** What is needed **
Each record must be written out again exactly. Skip any picture it contains.

*** Opening of Material supplied ***

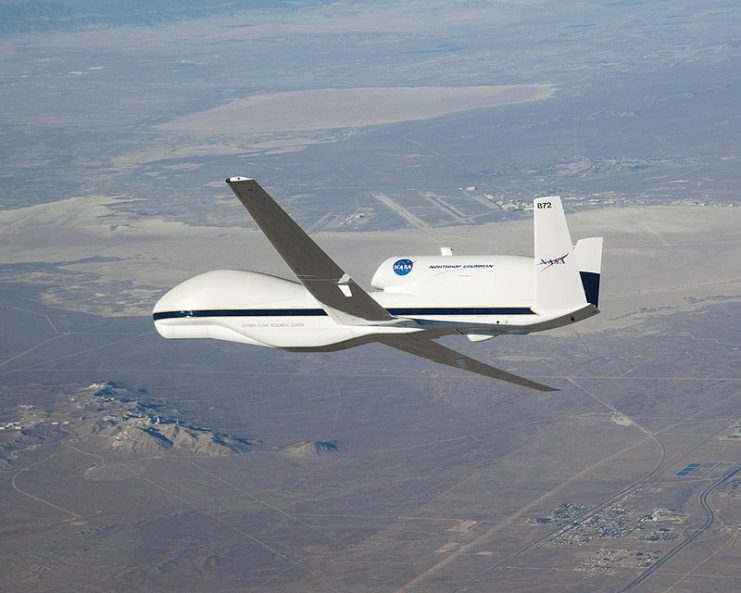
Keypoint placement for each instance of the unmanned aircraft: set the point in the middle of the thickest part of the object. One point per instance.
(418, 298)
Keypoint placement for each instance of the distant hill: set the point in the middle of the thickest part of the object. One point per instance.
(71, 15)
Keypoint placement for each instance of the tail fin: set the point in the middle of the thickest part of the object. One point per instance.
(558, 285)
(589, 257)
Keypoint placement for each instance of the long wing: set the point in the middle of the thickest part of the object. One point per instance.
(436, 352)
(344, 300)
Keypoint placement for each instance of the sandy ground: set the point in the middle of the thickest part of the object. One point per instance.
(322, 109)
(657, 260)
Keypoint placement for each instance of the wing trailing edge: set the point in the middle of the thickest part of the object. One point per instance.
(436, 352)
(345, 301)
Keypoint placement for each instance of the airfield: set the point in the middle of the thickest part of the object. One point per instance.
(132, 463)
(433, 480)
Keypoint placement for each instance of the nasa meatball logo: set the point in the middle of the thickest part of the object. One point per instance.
(403, 266)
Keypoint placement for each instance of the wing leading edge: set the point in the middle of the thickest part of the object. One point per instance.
(426, 348)
(343, 299)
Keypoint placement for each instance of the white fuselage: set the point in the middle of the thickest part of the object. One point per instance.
(481, 296)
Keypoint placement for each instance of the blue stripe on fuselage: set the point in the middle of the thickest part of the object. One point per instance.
(400, 312)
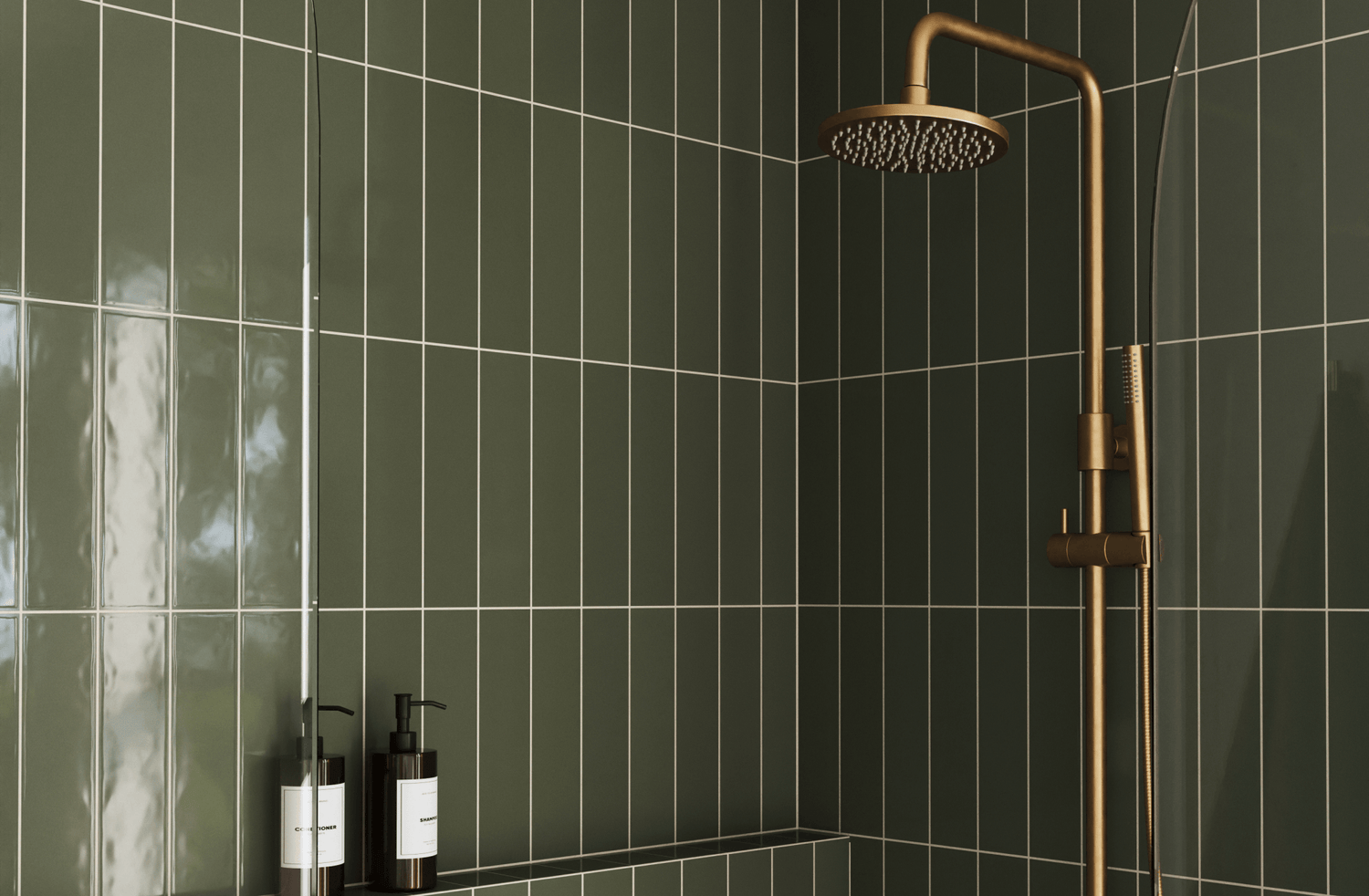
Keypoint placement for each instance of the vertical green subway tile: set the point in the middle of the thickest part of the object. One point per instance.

*** Close of Material supplied ***

** Solution to this exercise **
Keypoint placement for each instance of the unmanned aircraft: set the point in the middle of the thickest part of the object. One point per instance.
(418, 298)
Keypoint placement for each instance of the distant hill: set the point in the middle of the thickest part of the object. One point per instance.
(71, 15)
Keypoint placement for each instance of the tail fin: set the point in the middle of the thickest part of the object. One point per instance.
(558, 285)
(589, 257)
Keypoint placement for each instance of the long wing: set the point in the middle of the thickest part of the object. One point per instance.
(436, 352)
(344, 300)
Keypoint placement for each instance of the sandy ground: set the point in the middle of the thickest part of the object. One point per instance.
(322, 109)
(657, 260)
Keypoint placement for each instance of the wing trailing edge: set the point in the middle of the thickest part of the object. One point per instance.
(436, 352)
(345, 301)
Keypoint placement for each instance of the airfield: set the point in the middle of the thickest part of the object. One point per instance.
(132, 463)
(433, 480)
Keypoint placement for each instance of the nasa meatball logo: set the point in the middle of the thickest part of the object. One point per instance.
(403, 266)
Keypoint placement for each instance of the wing leading edge: set the point in the middle of the thickest part of the object. One point per instance.
(426, 348)
(343, 299)
Keypoint placement for each instance of the white fuselage: set the point in the middle of the thickest part of the object. One point per instance.
(481, 296)
Keypoint placement for each instance of the blue stripe on fuselage: set the point in the middle of the thickest part of the object. One point per instance.
(400, 312)
Keypoint placement for each instance of the vertical green subway tile: set the point in the middle of the thickest part of the object. One point per instance.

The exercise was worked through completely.